## [Extract to read]
Content starts
By 1518, the peace that had prevailed in Europe after the Battle of Marignano was beginning to crumble. The major powers (France, England, Spain, and the Holy Roman Empire) were outwardly friendly, pledging by the Treaty of London to come to the aid of any of the signatories that was attacked and to combine against any nation that broke the peace. They were divided, however, on the question of the Imperial succession. The Holy Roman Emperor, Maximilian I, intending for a Habsburg to succeed him, began to campaign on behalf of Charles of Spain, while Francis put himself forward as an alternate candidate. At the same time, the Papacy and the Holy Roman Empire were forced to deal with the rising influence of Martin Luther, who found support among some Imperial nobles, while Francis was faced with Cardinal Thomas Wolsey, who interposed himself into the quarrels of the continent in an attempt to increase both England's influence and his own.
Maximilian's death in 1519 brought the Imperial election to the forefront of European politics. Pope Leo X, threatened by the presence of Spanish troops a mere forty miles from the Vatican, supported the French candidacy. The prince-electors themselves, with the exception of Frederick of Saxony, who refused to countenance the campaigning, promised their support to both candidates at once. Before his death, Maximilian had already promised sums of 500,000 florins to the Electors in exchange for their votes, but Francis offered up to three million, and Charles retaliated by borrowing vast sums from the Fuggers. The final outcome, however, was not determined by the exorbitant bribes, which included Leo promising to make the Archbishop of Mainz his permanent legate. The general outrage of the populace at the idea of a French Emperor gave the Electors pause, and when Charles put an army in the field near Frankfurt, where they were meeting, the Electors obligingly voted for him. He was crowned Holy Roman Emperor on 23 October 1520, by which point he already controlled both the Spanish crown and the hereditary Burgundian lands in the Low Countries.
Cardinal Wolsey, hoping to increase Henry VIII's influence on the continent, offered the services of England as a mediator for the various disputes between Francis and Charles. Henry and Francis staged an extravagant meeting at the Field of the Cloth of Gold. Immediately afterwards, Wolsey entertained Charles in Calais. Following the meetings, Wolsey, concerned mainly with improving his own stature in preparation for the next papal conclave, proceeded to stage a hollow arbitration conference at Calais, which lasted until April 1522 to no practical effect.
Content ends
## [Supplied data]
Content starts
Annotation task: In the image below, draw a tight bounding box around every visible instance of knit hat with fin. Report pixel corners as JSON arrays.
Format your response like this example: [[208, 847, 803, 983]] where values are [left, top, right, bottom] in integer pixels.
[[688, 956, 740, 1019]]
Content ends
## [Directions]
1: Please retype the passage about the Imperial succession between "Cardinal Wolsey, hoping" and "no practical effect.", inclusive.
2: Answer these questions on the passage about the Imperial succession:
(a) Up to what sum did Francis offer the Electors?
(b) On what date was Charles crowned Holy Roman Emperor?
(c) Until when did the arbitration conference at Calais last?
3: Write the next part of the passage about the Imperial succession, picking up after its final sentence.
The material has no connection to the passage about the Imperial succession.

## [Per-task answers]
1:
Cardinal Wolsey, hoping to increase Henry VIII's influence on the continent, offered the services of England as a mediator for the various disputes between Francis and Charles. Henry and Francis staged an extravagant meeting at the Field of the Cloth of Gold. Immediately afterwards, Wolsey entertained Charles in Calais. Following the meetings, Wolsey, concerned mainly with improving his own stature in preparation for the next papal conclave, proceeded to stage a hollow arbitration conference at Calais, which lasted until April 1522 to no practical effect.

2:
(a) Up to three million florins.
(b) 23 October 1520.
(c) April 1522.

3:
In December, the French began to plan for war. Francis did not wish to openly attack Charles because Henry had announced his intention to intervene against the first party to break the tenuous peace. Instead, he turned to more covert support for incursions into Imperial and Spanish territory. One attack would be made on the Meuse River, under the leadership of Robert de la Marck. Simultaneously, a French-Navarrese army would advance through Navarre after reconquering St-Jean-Pied-de-Port. The expedition was nominally led by the 18-year-old Navarrese king Henry d'Albret, whose kingdom had been invaded by Ferdinand II of Aragon in 1512, but the army was effectively commanded by André de Foix and funded and equipped by the French. The French designs quickly proved flawed as the intervention of Henry of Nassau drove back the Meuse offensive; and although de Foix was initially successful in seizing Pamplona, he was driven from Navarre after being defeated at the Battle of Esquiroz on 30 June 1521.
Charles was meanwhile preoccupied with the issue of Martin Luther, whom he confronted at the Diet of Worms in March 1521. The Emperor viewed Catholicism as a natural way of binding the diverse principalities of the Holy Roman Empire to him. Since Pope Leo X, for his part, was unwilling to tolerate such open defiance of his own authority, he and the Emperor were forced to support one another against Luther, who was now backed by Frederick of Saxony and Franz von Sickingen. On 25 May 1521, Charles and Cardinal Girolamo Aleandro, the Papal nuncio, proclaimed the Edict of Worms against Luther. Simultaneously, the Emperor promised the Pope the restoration of Parma and Piacenza to the Medici and of Milan to the Sforza. Leo, needing the Imperial mandate for his campaign against what he viewed as a dangerous heresy, promised to assist in expelling the French from Lombardy, leaving Francis with only the Republic of Venice for an ally.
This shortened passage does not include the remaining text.